§ **TASK TO CARRY OUT**: Below are the entries; return exactly the line with "For every instance of the paved" and every later line, without anything else.

Natural-language object grounding data:
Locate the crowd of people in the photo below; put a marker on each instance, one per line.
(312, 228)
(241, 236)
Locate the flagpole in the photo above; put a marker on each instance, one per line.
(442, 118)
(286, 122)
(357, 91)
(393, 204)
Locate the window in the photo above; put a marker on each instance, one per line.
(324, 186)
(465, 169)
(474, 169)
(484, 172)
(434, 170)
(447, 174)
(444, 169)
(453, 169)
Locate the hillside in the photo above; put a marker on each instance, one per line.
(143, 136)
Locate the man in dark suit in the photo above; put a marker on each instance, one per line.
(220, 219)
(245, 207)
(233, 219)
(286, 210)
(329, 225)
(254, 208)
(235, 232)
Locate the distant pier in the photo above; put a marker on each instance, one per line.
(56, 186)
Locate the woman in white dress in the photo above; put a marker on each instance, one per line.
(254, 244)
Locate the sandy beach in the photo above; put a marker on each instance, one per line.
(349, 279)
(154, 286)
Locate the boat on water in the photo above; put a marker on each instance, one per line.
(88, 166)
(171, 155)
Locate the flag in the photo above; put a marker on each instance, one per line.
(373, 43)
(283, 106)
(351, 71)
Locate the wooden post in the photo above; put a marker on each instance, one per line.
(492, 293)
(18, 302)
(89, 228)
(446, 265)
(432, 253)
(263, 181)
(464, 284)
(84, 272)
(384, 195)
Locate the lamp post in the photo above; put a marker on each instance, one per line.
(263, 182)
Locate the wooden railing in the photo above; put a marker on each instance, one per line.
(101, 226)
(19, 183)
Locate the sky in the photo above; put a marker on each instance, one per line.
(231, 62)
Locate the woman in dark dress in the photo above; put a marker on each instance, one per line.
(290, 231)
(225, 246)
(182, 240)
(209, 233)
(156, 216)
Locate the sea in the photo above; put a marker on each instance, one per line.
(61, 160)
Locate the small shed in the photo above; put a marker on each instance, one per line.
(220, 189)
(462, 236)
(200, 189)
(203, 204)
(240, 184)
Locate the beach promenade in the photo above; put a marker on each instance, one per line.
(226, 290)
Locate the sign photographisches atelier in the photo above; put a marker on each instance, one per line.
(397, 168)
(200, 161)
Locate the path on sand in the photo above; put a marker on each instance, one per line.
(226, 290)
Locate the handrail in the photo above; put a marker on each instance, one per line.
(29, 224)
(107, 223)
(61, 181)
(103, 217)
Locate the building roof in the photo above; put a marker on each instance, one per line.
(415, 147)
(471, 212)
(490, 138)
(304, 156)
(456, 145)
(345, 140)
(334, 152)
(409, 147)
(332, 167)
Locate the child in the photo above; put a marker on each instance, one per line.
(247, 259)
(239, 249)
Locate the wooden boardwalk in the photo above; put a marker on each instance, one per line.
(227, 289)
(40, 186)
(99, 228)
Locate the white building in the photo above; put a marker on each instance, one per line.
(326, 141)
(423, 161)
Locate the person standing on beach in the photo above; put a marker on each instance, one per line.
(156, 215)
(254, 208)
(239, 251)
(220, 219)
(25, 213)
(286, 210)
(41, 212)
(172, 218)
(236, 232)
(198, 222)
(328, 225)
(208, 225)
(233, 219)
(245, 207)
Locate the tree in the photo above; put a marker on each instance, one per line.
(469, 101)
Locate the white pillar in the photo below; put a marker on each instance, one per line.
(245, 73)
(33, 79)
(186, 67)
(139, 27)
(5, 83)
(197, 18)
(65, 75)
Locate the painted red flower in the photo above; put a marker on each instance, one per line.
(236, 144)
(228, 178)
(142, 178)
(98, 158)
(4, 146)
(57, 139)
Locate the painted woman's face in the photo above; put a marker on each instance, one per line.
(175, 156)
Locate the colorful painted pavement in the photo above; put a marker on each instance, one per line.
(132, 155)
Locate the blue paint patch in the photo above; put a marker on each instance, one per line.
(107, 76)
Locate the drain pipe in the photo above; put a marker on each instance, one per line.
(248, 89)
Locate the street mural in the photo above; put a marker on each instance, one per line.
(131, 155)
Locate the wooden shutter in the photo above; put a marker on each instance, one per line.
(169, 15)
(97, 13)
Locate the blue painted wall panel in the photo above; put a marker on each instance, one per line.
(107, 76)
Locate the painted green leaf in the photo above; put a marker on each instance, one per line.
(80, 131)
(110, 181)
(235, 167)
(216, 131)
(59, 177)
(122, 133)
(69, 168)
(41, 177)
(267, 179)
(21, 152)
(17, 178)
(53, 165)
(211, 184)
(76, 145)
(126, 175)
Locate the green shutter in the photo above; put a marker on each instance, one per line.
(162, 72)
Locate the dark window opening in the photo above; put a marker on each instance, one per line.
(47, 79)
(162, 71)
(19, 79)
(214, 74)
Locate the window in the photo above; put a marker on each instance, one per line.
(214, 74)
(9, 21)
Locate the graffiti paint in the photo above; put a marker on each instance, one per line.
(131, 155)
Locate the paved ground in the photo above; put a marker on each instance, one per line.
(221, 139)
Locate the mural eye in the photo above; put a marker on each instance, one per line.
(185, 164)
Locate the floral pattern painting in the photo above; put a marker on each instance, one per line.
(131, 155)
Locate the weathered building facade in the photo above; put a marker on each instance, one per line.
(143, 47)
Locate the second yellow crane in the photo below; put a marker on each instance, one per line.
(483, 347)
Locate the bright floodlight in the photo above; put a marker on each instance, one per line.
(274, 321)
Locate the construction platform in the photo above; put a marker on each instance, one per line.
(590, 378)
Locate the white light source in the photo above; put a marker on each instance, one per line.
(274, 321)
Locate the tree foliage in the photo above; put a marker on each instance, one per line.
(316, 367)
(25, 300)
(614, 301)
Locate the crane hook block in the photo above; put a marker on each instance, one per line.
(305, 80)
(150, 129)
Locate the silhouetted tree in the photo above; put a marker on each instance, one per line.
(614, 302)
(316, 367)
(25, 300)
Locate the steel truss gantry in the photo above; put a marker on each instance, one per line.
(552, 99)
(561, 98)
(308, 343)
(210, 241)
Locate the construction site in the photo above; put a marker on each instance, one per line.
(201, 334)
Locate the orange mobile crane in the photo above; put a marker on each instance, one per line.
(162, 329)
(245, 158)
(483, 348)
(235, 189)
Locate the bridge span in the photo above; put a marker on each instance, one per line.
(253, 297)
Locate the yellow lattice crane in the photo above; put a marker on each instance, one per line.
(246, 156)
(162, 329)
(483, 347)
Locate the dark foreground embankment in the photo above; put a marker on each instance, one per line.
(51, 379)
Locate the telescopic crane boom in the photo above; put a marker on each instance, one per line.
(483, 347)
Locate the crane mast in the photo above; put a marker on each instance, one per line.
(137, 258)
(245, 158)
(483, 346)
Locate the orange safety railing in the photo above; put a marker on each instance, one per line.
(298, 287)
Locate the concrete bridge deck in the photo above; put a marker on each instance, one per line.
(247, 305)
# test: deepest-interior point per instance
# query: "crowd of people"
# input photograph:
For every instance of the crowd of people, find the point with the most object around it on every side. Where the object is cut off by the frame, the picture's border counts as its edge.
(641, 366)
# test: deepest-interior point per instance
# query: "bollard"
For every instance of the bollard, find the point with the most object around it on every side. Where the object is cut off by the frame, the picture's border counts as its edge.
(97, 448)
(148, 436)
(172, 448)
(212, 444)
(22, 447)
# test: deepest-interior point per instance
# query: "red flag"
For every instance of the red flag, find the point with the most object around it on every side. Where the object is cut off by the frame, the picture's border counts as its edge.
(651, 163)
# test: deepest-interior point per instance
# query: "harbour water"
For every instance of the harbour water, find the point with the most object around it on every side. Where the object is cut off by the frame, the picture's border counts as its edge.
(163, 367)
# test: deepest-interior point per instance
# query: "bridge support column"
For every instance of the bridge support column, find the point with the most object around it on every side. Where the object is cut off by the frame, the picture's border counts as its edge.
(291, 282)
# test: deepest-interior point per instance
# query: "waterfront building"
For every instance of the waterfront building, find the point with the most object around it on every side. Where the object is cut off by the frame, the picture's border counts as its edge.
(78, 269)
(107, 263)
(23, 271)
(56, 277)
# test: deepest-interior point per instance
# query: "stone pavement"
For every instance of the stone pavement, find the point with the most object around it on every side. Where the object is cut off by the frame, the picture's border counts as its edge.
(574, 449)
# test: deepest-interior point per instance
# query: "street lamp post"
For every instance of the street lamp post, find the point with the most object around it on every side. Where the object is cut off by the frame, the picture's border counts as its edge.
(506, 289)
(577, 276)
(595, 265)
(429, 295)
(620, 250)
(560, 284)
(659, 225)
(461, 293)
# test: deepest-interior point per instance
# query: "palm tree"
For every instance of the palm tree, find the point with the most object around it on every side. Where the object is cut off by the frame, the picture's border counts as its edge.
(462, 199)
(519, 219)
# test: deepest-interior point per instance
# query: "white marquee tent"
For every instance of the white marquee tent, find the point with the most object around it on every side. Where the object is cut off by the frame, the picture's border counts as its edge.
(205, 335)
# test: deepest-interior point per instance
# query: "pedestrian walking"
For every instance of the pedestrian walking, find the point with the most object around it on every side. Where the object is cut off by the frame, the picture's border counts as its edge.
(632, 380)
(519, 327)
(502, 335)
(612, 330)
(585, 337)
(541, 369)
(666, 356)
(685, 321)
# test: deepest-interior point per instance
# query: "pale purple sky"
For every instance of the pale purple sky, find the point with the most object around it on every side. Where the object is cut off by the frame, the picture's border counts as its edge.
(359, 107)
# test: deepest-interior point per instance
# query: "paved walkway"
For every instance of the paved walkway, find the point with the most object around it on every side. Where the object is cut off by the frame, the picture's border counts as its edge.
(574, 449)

§ **EXERCISE SOLUTION**:
For every instance of the paved walkway, find the point with the most object around it on every side. Where the object is cut off by the frame, the picture's border counts as its edge.
(574, 449)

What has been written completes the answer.